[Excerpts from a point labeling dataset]
════════════════════
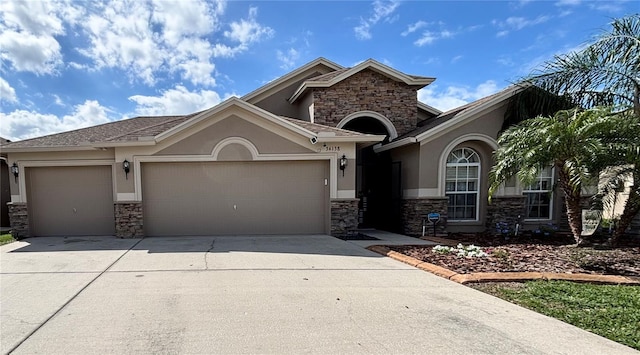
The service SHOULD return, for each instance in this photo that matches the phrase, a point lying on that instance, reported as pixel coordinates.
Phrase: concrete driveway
(293, 294)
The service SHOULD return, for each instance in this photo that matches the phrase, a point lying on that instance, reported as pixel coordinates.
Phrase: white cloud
(516, 23)
(248, 30)
(429, 37)
(568, 2)
(455, 96)
(382, 10)
(185, 18)
(414, 27)
(7, 93)
(27, 31)
(148, 38)
(178, 101)
(288, 59)
(23, 124)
════════════════════
Exercise goal: Rewrite every item above, replacing "pixel coordinates" with "image coordinates" and keeping everything else the same. Leave the pictures out of your answer.

Solution for this exercise:
The service SHOULD return, for each instance in this photo that matches the phrase, a point lying on that instance, reported as image coordinates.
Phrase: concrete driveway
(293, 294)
The service SHOULD return, for each instance in this photo that matches the phrase, a point lying on that instance, reported as image coordinates.
Phrase: white cloud
(516, 23)
(248, 30)
(429, 37)
(568, 2)
(455, 96)
(382, 10)
(185, 18)
(414, 27)
(7, 93)
(27, 31)
(148, 38)
(178, 101)
(288, 59)
(23, 124)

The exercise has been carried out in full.